## BRANO DA LEGGERE
"""

Al termine, se le spese sono poste a carico della massa, il creditore anticipatario ha diritto di ripetere pro quota tali esborsi dal ricavato complessivo prima che questo sia distribuito ai condividenti o ai creditori. In pratica, nel progetto di riparto dell’esecuzione si accantoneranno le somme necessarie a rifondere al creditore procedente le spese di divisione da lui sostenute in anticipo, suddividendole tra tutti i condividenti secondo le proporzioni stabilite (salvo appunto i casi di condanna specifica per eccessi).
Questa modalità garantisce che il creditore procedente non sia penalizzato per aver intrapreso la divisione nell’interesse comune, ma al contempo che anche i comproprietari contribuiscano ai costi di un giudizio che ha comunque risolto la comunione a loro beneficio.
5. Prospettive di riforma e criticità residue
Nonostante la disciplina della divisione endoesecutiva sia oggi abbastanza delineata, permangono alcune questioni aperte e spunti di riflessione per possibili interventi riformatori.

"""

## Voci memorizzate

"""

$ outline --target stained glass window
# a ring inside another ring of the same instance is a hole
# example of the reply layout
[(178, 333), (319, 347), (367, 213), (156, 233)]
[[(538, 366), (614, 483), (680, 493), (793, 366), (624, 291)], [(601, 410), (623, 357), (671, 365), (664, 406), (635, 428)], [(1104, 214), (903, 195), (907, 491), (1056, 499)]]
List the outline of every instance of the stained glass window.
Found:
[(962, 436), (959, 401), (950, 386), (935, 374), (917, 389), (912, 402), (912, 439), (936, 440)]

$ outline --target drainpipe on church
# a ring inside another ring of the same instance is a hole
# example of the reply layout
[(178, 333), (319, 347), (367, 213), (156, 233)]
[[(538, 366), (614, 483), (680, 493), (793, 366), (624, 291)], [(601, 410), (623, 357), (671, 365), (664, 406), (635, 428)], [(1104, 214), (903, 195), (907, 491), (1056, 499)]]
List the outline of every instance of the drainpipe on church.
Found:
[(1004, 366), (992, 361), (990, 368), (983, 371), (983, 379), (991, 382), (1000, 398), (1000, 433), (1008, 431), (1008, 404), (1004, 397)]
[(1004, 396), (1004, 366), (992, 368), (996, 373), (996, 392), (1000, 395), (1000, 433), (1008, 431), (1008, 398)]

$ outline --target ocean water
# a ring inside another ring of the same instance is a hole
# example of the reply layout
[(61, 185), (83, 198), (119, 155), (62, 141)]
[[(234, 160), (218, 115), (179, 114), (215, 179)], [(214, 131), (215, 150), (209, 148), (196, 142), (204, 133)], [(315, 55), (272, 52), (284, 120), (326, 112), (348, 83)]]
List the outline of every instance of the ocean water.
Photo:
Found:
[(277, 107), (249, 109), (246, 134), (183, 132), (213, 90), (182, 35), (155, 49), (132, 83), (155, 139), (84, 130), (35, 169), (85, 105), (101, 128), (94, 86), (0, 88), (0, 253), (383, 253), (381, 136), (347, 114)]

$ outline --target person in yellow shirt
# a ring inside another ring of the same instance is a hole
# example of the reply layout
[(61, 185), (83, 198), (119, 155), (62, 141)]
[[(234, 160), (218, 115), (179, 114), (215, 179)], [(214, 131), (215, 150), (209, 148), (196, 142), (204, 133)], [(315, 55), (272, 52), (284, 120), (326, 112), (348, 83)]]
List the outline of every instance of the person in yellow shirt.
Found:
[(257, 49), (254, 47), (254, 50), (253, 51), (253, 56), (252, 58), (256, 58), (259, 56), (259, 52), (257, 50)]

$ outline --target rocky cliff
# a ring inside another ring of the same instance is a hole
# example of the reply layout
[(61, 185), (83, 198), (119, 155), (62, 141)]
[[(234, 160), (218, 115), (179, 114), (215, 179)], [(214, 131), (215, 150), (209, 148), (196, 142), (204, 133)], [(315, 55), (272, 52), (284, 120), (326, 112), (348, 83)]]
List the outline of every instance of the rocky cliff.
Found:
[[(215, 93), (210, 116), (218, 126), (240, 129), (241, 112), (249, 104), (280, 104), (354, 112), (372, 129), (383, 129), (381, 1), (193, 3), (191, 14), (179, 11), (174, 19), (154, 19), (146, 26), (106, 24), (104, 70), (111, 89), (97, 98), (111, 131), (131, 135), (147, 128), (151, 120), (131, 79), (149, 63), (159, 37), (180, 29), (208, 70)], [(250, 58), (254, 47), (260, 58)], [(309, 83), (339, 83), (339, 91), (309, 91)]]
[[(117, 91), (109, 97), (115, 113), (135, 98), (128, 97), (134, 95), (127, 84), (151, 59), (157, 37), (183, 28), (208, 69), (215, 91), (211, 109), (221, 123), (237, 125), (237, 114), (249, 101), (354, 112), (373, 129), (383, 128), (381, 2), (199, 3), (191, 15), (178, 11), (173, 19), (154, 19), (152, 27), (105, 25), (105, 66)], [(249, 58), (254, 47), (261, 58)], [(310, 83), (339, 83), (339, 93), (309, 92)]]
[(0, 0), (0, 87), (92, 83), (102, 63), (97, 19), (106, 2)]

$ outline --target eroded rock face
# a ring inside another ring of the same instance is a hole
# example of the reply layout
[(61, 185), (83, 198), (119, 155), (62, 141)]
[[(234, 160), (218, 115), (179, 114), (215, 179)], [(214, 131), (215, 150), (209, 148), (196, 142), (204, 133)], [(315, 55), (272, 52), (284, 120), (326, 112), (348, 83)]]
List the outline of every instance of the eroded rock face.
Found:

"""

## COMPITI DA SVOLGERE
1 > Traduci in inglese questa frase del brano sulla divisione endoesecutiva: «Nonostante la disciplina della divisione endoesecutiva sia oggi abbastanza delineata, permangono alcune questioni aperte e spunti di riflessione per possibili interventi riformatori.»
2 > Duplica dall'elenco le righe comprese tra quella che contiene "--target ocean water" e quella che contiene "136), (347, 114)]", entrambe incluse.

## SOLUZIONI PER COMPITO
1 > Although the rules governing partition within enforcement proceedings are now fairly well defined, some open questions and points for reflection remain for possible reform measures.

2 >
$ outline --target ocean water
# a ring inside another ring of the same instance is a hole
# example of the reply layout
[(61, 185), (83, 198), (119, 155), (62, 141)]
[[(234, 160), (218, 115), (179, 114), (215, 179)], [(214, 131), (215, 150), (209, 148), (196, 142), (204, 133)], [(315, 55), (272, 52), (284, 120), (326, 112), (348, 83)]]
List the outline of every instance of the ocean water.
Photo:
Found:
[(277, 107), (249, 109), (246, 134), (183, 132), (213, 90), (182, 35), (155, 49), (132, 83), (155, 139), (84, 130), (35, 169), (85, 105), (101, 128), (94, 86), (0, 88), (0, 253), (383, 253), (381, 136), (347, 114)]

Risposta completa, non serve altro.